## WORK TO BE COMPLETED
I would like every line of the records below that contains the word "head" copied.
---------- GIVEN RECORDS
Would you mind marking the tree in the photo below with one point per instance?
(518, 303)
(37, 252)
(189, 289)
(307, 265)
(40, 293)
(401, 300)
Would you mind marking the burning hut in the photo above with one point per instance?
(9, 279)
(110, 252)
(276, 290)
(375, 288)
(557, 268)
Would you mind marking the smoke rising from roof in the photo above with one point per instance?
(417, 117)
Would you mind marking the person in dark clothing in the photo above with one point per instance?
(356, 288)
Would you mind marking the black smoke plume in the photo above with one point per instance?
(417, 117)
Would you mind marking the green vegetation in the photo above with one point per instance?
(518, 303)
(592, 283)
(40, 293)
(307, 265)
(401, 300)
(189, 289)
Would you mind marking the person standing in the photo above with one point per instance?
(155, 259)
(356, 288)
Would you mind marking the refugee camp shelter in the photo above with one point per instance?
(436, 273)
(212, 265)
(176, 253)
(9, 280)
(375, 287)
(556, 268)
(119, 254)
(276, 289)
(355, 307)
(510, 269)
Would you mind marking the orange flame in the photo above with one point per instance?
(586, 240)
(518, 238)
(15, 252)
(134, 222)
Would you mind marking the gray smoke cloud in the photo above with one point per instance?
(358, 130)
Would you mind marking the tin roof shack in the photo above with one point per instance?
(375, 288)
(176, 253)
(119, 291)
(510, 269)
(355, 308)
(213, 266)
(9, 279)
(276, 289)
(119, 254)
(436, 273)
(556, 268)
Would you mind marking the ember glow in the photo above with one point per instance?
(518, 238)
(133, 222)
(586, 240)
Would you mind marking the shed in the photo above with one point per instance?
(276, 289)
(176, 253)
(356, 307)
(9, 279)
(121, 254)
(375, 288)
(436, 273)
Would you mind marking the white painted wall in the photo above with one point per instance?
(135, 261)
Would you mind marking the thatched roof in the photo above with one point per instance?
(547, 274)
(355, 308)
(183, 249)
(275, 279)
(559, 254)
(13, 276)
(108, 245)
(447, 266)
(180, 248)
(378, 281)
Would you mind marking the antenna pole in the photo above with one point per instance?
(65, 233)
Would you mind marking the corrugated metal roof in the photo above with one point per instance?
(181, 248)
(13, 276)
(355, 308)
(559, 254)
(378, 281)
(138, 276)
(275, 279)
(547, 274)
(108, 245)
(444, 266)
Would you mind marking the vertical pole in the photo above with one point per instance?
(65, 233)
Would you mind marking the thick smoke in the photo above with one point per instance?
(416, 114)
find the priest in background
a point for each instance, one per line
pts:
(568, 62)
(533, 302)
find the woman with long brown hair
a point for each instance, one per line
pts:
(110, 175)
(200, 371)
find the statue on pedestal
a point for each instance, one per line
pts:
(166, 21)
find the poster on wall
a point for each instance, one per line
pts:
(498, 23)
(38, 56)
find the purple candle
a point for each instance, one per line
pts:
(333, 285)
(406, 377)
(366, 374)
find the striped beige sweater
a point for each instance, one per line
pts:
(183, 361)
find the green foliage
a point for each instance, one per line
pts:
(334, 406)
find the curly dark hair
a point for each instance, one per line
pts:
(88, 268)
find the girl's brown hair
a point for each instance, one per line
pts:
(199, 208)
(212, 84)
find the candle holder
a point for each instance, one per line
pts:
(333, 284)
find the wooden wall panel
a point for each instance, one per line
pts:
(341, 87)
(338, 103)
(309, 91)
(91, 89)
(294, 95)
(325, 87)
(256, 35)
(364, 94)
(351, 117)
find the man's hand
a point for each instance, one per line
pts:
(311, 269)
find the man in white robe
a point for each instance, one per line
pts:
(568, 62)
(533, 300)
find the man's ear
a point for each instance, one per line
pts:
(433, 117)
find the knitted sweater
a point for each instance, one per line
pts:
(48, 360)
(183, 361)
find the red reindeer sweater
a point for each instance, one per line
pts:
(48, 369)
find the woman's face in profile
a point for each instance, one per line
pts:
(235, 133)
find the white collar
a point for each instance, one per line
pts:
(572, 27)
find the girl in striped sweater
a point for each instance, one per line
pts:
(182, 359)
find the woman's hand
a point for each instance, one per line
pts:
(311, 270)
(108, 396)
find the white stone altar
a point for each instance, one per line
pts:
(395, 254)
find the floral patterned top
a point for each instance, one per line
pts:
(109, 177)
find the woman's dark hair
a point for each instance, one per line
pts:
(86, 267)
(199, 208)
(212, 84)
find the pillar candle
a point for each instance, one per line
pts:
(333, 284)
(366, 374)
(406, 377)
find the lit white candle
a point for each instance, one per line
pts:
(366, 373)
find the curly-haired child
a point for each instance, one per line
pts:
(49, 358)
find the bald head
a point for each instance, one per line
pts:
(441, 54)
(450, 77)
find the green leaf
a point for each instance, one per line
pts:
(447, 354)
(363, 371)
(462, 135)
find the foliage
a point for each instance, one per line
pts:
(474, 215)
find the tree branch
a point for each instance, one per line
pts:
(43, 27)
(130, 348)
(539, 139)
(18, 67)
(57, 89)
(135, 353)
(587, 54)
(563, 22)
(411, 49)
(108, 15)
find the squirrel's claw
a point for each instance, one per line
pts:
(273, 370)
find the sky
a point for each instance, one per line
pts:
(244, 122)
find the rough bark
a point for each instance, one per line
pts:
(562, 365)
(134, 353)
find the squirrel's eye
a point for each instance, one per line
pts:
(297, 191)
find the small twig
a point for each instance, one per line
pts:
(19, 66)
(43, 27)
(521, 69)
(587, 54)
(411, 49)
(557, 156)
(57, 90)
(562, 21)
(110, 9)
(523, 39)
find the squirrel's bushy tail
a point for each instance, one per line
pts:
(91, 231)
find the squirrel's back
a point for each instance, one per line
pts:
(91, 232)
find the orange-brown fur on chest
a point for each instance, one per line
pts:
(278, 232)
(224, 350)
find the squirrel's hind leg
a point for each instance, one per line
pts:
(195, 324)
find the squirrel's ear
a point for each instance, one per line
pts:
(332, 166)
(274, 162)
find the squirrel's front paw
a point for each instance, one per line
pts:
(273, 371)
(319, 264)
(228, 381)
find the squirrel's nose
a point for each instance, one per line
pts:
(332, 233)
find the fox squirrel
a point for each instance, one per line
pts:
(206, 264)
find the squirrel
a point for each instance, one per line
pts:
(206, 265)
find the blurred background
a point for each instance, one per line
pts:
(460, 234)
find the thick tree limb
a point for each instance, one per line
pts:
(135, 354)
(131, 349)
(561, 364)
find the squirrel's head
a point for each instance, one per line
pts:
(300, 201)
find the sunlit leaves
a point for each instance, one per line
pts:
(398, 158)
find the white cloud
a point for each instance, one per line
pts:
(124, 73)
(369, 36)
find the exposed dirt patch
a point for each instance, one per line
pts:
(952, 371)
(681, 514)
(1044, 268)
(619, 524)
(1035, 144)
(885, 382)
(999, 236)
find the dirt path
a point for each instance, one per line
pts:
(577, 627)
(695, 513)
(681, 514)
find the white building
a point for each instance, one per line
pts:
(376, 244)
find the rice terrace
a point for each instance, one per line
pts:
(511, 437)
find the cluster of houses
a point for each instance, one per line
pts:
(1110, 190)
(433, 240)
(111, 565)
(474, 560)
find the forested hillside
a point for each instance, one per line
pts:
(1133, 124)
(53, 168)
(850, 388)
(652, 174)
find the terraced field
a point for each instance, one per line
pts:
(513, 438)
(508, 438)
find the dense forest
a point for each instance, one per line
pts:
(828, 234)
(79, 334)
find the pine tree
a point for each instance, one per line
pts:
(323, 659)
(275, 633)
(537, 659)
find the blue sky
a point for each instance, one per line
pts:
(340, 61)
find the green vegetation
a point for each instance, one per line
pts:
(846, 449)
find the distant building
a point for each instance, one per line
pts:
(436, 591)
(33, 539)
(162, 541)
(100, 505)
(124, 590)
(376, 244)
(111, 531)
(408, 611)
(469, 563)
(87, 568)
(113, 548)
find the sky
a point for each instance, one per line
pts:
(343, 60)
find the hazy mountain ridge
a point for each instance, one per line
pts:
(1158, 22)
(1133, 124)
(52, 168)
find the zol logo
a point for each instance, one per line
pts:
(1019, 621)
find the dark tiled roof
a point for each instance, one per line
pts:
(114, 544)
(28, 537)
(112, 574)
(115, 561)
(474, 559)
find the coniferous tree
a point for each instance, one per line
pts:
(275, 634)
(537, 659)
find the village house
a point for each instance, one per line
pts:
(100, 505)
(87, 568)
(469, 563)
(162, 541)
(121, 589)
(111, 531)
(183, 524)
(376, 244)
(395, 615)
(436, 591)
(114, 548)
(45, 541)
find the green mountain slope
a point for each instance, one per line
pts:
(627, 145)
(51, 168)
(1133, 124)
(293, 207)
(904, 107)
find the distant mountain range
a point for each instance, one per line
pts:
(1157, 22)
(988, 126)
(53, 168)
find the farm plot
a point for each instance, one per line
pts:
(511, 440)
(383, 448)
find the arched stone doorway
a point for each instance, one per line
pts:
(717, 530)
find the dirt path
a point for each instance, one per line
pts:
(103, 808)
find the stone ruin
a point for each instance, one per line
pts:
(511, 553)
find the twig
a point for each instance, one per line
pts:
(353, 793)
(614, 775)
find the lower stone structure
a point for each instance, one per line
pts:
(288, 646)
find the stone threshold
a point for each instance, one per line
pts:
--------------------
## ANSWER TO THE EXERCISE
find the bald head
find the squirrel's head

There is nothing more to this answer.